Source records:
- - - -

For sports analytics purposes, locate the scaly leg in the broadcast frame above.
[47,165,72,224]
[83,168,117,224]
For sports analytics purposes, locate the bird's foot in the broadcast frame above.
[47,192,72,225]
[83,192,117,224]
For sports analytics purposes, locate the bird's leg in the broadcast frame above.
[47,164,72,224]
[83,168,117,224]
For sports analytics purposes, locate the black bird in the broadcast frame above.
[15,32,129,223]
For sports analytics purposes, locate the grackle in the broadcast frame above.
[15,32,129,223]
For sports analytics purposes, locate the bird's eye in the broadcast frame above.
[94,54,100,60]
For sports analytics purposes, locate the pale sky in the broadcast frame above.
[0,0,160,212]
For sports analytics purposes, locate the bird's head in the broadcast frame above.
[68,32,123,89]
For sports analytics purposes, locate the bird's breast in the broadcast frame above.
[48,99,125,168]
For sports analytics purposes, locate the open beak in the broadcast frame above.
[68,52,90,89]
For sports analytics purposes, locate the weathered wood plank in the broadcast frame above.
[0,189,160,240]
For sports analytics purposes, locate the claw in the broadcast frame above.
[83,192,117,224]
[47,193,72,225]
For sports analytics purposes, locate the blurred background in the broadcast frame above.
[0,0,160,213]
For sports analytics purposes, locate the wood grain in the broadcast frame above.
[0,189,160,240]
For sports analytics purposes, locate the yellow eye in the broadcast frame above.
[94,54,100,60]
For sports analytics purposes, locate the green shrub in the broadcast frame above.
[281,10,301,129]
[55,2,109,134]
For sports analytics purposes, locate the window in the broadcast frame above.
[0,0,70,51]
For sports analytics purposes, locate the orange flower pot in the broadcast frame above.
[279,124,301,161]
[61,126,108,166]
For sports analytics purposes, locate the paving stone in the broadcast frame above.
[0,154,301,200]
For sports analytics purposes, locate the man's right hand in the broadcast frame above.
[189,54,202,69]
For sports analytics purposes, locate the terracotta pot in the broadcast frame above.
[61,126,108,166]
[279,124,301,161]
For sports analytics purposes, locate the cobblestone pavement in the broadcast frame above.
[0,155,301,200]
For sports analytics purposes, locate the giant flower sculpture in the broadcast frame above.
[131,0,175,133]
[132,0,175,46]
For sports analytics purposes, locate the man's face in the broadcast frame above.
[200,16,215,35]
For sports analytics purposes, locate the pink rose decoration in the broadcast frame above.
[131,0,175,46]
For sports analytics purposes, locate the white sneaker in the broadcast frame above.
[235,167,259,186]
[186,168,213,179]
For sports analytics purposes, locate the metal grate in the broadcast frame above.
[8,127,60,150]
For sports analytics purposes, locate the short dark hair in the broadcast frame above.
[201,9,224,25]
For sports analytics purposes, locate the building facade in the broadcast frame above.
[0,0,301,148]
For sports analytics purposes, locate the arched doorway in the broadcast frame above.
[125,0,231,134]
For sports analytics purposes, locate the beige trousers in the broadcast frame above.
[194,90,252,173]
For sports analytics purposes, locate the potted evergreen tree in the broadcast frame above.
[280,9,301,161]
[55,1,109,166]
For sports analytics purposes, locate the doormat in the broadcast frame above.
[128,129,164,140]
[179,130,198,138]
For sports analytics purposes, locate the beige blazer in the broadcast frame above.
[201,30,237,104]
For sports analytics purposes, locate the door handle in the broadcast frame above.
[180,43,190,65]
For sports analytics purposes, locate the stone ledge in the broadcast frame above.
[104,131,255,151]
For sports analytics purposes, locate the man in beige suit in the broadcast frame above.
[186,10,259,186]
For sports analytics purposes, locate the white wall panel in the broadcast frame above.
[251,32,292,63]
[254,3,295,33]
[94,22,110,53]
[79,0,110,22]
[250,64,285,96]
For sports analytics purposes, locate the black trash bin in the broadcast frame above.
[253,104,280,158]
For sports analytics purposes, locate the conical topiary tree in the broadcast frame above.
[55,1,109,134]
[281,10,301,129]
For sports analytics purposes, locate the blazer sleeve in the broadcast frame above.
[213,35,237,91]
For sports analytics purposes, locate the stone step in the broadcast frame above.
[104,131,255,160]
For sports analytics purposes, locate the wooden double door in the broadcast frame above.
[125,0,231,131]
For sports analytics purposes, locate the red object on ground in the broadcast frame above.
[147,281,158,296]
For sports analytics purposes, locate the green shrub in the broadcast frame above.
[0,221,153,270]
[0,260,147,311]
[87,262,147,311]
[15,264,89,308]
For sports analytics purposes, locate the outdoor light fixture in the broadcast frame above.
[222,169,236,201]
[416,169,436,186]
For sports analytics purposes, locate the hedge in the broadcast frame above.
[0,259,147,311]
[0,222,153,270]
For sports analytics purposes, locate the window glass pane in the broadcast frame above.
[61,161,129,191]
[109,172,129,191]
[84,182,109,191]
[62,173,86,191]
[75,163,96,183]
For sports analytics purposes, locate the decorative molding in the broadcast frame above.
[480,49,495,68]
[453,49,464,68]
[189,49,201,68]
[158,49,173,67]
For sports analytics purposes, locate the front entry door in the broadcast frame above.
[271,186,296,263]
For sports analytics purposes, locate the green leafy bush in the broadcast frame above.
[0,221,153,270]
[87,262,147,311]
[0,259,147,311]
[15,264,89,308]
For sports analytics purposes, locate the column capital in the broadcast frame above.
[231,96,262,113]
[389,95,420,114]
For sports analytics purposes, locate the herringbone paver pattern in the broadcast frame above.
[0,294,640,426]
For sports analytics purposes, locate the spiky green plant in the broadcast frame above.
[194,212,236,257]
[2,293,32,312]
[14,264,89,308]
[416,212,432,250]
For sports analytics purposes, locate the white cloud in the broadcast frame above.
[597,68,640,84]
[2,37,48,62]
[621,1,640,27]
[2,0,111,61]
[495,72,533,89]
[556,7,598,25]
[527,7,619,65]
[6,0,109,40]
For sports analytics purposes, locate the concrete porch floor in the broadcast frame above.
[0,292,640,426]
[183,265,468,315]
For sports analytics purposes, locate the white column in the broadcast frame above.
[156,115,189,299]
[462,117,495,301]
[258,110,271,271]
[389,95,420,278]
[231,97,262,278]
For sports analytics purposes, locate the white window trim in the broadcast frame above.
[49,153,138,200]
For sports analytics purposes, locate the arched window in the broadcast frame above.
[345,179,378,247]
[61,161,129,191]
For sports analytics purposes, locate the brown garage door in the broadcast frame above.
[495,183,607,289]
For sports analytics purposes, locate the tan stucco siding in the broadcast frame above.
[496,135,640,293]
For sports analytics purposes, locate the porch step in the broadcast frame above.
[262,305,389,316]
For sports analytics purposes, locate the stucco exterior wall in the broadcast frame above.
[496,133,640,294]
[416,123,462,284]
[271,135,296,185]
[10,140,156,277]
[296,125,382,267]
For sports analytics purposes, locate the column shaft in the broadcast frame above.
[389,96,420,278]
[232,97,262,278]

- - - -

Instructions to follow:
Copy out everything in the records from the line containing "For sports analytics purposes, locate the stone ledge" down to the line containing "[186,10,259,186]", including both of those lines.

Answer for this exercise:
For sports analytics purposes, locate the stone ledge in the broadcast frame above.
[104,131,255,151]
For sports analytics purposes, locate the man in beige suit in the broadcast frame above.
[186,10,259,186]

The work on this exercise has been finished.